Your assignment ::
All entries must be transcribed exactly, down to the last character.

Source records:
- - - -
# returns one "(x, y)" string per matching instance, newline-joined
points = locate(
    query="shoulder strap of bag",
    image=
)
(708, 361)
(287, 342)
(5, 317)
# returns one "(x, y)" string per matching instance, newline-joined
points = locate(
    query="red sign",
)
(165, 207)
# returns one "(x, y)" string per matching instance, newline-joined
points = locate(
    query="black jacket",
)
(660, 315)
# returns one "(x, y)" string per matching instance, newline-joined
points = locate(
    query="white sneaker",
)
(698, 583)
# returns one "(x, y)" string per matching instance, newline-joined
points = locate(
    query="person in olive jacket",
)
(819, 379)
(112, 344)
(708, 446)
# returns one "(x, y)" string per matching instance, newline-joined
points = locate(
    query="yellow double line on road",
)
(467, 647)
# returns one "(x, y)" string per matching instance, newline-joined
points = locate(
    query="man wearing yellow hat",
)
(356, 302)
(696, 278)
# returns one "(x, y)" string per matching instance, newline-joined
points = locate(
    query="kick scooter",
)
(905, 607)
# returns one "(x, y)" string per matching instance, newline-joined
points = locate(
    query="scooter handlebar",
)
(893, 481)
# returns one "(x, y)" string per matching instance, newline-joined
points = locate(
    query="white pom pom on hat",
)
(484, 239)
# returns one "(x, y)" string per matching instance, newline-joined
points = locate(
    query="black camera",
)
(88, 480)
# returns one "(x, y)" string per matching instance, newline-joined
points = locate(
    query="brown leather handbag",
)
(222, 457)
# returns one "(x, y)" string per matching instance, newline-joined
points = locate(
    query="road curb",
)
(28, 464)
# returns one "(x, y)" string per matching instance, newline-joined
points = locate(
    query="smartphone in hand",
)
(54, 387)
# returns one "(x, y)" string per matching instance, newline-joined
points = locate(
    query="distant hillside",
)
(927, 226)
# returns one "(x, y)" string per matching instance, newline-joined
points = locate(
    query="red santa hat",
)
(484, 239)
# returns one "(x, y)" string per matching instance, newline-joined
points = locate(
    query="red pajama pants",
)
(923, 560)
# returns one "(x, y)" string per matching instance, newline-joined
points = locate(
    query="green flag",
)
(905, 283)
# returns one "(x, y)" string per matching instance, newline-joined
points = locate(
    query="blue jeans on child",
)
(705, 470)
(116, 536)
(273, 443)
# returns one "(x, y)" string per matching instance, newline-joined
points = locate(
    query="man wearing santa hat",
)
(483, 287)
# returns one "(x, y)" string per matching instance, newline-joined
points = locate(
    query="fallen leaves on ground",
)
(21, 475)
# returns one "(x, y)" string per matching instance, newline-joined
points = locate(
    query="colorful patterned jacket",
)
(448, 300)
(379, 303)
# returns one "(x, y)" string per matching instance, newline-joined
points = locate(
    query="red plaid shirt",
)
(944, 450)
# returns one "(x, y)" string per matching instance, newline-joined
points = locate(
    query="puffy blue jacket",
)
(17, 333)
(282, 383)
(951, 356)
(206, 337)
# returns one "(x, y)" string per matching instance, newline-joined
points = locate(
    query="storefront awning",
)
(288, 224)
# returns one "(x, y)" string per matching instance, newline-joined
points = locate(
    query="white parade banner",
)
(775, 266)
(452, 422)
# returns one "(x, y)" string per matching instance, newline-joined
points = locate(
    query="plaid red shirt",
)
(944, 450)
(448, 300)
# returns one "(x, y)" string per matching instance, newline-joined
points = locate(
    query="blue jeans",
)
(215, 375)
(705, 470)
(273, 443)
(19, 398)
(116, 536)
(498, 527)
- - - -
Response ::
# returns one "(x, y)" string per matching instance, newline-joined
points = locate(
    query="shoulder strap of bag",
    image=
)
(708, 361)
(287, 342)
(5, 317)
# returns one "(x, y)" string per matching instance, newline-joined
points = locate(
    query="red sign",
)
(165, 207)
# returns one "(x, y)" string per matching instance, newline-joined
points = locate(
    query="black jacket",
)
(660, 315)
# returns one "(x, y)" string per matching instance, newline-joined
points = locate(
    query="white sneaker",
)
(698, 583)
# returns one "(x, y)" string per matching instance, newline-joined
points = locate(
    query="person in olive jacket",
)
(819, 379)
(112, 344)
(708, 446)
# returns one "(x, y)" string per matching instance, newline-joined
points = locate(
    query="yellow double line on road",
)
(467, 647)
# returns one "(x, y)" string per matching instance, newline-joined
points = locate(
    query="man wearing yellow hat",
)
(356, 302)
(696, 278)
# returns one "(x, y)" string per matching instance, newline-joined
points = locate(
    query="kick scooter",
)
(905, 607)
# returns one "(x, y)" string per matching instance, newline-joined
points = locate(
    query="scooter handlebar",
)
(893, 481)
# returns one "(x, y)" string per matching instance, newline-joined
points = locate(
    query="white pom pom on hat",
)
(484, 239)
# returns one "(x, y)" string per matching instance, newline-joined
points = locate(
    query="black camera",
)
(88, 480)
# returns one "(x, y)" string per matching instance, newline-joined
points = locate(
    query="brown leather handbag",
)
(222, 457)
# returns one "(x, y)" string per matching instance, newline-joined
points = locate(
    query="road curb",
)
(28, 464)
# returns one "(x, y)" string per matching instance, newline-joined
points = locate(
    query="smartphone in hand",
)
(54, 387)
# returns one "(x, y)" string per matching instance, newline-joined
points = locate(
    query="distant hillside",
)
(927, 226)
# returns one "(x, y)" string per matching instance, newline-joined
points = locate(
    query="red santa hat",
)
(484, 239)
# returns one "(x, y)" string per matching instance, newline-joined
points = locate(
    query="red pajama pants",
)
(923, 560)
# returns one "(x, y)" string per matching instance, newline-joined
points = locate(
    query="green flag",
)
(905, 283)
# returns one "(x, y)" string per matching instance, newline-joined
points = locate(
    query="blue jeans on child",
)
(705, 470)
(116, 536)
(273, 443)
# returns one "(x, y)" string per matching instance, newline-joined
points = locate(
    query="man wearing santa hat",
)
(483, 287)
# returns one "(x, y)" string per matching instance, newline-joined
points = locate(
    query="fallen leaves on ground",
)
(21, 475)
# returns one "(x, y)" string per matching instance, newline-joined
points = locate(
    query="colorful patterned jacket",
)
(448, 300)
(379, 303)
# returns one "(x, y)" string per matching instance, newline-joined
points = locate(
    query="red plaid shirt",
)
(944, 450)
# returns one "(x, y)" string per matching instance, newline-joined
points = locate(
    query="puffy blue jacket",
)
(17, 333)
(282, 383)
(951, 356)
(206, 337)
# returns one "(x, y)" string per matching instance, newline-joined
points = locate(
    query="storefront awning",
)
(288, 224)
# returns one "(x, y)" string per matching instance, newline-joined
points = locate(
    query="white parade banner",
)
(775, 266)
(452, 422)
# returns one "(x, y)" string per matching instance, newline-joined
points = locate(
    query="plaid red shirt",
)
(944, 450)
(448, 300)
# returns one "(x, y)" string per matching instance, newline-joined
points = locate(
    query="blue jeans",
)
(215, 375)
(705, 470)
(273, 443)
(19, 398)
(116, 536)
(498, 527)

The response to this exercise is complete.